About this task. Copy exactly the stretch of data below from the line with "of the snowy" through the line with "the tree trunk", including both of those lines.

(Region pointing data)
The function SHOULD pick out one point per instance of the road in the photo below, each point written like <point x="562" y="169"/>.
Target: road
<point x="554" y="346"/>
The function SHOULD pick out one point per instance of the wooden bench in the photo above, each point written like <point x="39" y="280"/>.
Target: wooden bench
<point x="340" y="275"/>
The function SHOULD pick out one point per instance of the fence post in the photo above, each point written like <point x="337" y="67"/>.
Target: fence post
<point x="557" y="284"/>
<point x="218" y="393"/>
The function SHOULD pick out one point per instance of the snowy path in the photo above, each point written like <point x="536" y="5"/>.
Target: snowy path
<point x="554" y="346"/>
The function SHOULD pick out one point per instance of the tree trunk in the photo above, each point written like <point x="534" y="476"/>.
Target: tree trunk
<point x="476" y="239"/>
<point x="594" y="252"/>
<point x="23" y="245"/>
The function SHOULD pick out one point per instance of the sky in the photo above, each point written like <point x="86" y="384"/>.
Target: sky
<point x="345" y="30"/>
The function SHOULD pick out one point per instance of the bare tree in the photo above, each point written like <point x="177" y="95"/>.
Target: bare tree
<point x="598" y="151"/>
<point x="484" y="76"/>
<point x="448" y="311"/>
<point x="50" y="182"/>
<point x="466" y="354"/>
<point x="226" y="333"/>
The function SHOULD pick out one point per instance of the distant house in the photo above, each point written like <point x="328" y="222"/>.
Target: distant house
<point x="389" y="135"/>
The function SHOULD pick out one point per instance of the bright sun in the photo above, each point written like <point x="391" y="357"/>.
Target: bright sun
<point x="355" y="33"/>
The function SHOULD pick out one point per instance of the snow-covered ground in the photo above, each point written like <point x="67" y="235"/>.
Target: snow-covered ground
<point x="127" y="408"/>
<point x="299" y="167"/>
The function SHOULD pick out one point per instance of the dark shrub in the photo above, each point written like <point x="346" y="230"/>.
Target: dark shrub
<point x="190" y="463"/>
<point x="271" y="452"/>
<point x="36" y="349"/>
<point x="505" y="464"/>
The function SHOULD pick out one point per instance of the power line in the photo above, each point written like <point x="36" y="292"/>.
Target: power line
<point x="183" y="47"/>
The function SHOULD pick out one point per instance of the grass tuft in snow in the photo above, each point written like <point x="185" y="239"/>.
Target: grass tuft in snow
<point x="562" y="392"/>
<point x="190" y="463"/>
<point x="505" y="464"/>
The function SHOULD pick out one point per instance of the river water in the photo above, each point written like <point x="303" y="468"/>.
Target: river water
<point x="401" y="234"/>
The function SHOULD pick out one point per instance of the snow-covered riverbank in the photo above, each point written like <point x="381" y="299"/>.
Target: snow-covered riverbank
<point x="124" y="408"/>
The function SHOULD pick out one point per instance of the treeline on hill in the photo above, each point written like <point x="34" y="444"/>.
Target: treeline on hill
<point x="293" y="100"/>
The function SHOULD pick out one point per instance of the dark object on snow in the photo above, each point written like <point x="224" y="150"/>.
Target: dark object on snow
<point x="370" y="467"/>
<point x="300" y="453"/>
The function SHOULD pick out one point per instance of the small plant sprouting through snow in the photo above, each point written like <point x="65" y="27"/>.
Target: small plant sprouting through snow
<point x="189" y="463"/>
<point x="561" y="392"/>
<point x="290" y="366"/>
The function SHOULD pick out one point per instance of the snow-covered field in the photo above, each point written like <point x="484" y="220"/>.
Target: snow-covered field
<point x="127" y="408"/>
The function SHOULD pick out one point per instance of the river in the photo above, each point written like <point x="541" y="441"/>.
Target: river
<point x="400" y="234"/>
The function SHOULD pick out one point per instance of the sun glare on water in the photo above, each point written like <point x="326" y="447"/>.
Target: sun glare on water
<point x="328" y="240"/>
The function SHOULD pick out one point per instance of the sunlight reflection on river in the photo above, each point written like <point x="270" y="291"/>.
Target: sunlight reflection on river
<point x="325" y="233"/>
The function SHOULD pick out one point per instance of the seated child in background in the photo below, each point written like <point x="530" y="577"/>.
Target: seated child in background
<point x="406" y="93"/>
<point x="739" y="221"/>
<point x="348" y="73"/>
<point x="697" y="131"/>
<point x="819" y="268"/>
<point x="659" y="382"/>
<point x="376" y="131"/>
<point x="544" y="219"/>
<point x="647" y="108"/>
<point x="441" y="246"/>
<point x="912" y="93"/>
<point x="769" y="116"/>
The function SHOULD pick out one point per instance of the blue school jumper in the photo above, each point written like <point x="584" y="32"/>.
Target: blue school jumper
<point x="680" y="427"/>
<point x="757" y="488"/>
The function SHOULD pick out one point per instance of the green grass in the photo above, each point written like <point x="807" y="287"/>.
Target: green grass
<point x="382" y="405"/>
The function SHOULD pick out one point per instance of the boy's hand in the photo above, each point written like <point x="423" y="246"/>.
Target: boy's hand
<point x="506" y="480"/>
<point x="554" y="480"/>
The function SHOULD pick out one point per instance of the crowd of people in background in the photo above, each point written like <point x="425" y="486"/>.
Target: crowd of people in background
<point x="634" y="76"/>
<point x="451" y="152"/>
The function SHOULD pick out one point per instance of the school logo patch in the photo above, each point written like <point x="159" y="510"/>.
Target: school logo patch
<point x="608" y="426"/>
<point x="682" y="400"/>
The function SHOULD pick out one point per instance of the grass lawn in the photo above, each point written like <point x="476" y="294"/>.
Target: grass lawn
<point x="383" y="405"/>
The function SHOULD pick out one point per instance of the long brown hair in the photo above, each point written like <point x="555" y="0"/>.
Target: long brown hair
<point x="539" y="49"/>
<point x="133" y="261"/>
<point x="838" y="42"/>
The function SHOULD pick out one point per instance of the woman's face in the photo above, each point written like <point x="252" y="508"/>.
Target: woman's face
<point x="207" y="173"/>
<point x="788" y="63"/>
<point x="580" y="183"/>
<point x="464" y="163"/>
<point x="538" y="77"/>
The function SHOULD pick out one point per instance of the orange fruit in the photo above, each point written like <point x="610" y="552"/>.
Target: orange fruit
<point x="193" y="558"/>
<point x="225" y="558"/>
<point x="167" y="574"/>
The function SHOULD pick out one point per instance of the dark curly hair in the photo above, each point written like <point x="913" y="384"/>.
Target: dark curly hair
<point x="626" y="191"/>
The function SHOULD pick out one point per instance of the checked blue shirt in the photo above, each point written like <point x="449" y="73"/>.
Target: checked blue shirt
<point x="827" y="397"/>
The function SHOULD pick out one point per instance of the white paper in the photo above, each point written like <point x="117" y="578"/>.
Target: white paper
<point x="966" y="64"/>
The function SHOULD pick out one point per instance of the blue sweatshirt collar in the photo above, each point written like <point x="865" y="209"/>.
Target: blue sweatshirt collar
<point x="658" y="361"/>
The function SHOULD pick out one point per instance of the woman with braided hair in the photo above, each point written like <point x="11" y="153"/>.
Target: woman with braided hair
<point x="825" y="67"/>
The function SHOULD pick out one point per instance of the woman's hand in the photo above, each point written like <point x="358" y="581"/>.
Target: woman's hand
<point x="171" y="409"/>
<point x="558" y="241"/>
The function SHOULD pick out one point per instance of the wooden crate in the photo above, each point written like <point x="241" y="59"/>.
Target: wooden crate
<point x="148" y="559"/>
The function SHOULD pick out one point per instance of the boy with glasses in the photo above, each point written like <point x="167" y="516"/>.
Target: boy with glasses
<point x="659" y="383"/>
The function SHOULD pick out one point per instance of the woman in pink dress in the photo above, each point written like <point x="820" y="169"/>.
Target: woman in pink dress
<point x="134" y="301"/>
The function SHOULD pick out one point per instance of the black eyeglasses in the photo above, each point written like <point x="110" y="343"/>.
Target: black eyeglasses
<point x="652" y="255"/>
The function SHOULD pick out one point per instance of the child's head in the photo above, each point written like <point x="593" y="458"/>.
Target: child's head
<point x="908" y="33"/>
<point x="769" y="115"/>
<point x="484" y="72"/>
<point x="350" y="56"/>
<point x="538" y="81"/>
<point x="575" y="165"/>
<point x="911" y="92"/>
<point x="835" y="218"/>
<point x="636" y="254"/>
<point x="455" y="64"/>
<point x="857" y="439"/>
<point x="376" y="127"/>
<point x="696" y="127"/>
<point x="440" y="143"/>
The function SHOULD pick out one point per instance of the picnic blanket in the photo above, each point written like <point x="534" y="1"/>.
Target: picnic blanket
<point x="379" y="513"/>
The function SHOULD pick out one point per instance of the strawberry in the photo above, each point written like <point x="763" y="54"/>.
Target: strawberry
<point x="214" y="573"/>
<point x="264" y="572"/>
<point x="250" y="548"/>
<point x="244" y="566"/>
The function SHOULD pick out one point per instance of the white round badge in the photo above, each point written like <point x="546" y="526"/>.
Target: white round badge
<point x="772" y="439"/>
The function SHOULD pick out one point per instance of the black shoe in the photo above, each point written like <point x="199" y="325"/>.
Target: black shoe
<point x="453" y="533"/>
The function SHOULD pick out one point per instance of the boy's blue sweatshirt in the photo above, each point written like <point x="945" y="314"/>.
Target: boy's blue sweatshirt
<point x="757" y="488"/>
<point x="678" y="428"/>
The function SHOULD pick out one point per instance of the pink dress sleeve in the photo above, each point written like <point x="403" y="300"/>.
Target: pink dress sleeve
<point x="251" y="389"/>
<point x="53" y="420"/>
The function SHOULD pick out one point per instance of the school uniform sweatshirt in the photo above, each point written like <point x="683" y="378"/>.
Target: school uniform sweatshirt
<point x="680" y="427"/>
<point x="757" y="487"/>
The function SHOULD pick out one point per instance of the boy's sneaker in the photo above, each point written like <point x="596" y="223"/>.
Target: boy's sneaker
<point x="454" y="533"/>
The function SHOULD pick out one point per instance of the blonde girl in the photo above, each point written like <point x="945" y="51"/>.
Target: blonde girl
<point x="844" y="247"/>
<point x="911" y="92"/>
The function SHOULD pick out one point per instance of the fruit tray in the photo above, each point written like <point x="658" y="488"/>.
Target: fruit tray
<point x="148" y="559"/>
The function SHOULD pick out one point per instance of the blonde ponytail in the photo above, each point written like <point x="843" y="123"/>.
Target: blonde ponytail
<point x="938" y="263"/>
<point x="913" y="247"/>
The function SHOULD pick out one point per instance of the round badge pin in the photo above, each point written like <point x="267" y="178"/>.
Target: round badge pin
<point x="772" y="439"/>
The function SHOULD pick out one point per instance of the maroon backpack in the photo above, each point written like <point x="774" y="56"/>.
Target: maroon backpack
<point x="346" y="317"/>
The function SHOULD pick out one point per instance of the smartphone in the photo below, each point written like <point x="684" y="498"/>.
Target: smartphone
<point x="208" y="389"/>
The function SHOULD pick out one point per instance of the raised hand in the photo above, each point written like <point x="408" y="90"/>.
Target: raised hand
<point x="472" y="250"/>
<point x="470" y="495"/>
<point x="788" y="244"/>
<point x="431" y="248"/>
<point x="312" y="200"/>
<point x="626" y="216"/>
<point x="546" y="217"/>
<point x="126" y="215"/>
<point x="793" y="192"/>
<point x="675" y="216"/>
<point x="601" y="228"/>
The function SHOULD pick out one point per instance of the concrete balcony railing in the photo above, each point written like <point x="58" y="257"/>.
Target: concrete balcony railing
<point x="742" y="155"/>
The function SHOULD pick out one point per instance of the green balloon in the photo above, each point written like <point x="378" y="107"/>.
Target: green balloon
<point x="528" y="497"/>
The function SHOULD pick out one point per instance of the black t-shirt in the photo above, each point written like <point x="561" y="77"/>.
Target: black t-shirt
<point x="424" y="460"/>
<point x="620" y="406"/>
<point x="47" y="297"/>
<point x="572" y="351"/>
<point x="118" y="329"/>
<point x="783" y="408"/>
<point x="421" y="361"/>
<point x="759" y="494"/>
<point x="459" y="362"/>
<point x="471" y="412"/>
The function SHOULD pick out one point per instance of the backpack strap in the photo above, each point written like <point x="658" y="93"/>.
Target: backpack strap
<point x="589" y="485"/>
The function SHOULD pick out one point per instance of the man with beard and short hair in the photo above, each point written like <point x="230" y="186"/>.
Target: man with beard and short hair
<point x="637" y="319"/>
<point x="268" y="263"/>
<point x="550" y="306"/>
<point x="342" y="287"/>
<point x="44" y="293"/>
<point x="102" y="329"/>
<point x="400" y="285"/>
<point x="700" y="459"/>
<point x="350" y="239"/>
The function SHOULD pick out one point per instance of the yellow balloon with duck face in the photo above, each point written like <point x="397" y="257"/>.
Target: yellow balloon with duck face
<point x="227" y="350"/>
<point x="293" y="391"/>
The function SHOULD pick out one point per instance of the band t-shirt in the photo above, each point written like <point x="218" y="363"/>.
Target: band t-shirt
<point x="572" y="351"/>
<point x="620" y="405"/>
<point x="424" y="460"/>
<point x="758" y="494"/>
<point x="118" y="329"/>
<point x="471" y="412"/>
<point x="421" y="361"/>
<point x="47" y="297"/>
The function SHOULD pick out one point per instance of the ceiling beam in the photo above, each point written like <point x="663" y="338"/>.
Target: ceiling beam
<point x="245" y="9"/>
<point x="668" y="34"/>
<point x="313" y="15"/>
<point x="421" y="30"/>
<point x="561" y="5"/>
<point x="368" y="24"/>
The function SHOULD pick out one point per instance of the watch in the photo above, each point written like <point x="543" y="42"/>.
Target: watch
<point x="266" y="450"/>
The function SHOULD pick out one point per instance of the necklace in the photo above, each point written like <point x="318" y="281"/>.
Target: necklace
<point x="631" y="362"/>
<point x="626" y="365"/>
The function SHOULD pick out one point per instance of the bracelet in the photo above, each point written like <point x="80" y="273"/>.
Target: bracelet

Response to the exercise.
The function SHOULD pick out one point per instance of the snowy path in the photo above, each point written like <point x="536" y="5"/>.
Target: snowy path
<point x="554" y="346"/>
The function SHOULD pick out one point per instance of the tree trunk in the photo above, each point written like <point x="534" y="476"/>.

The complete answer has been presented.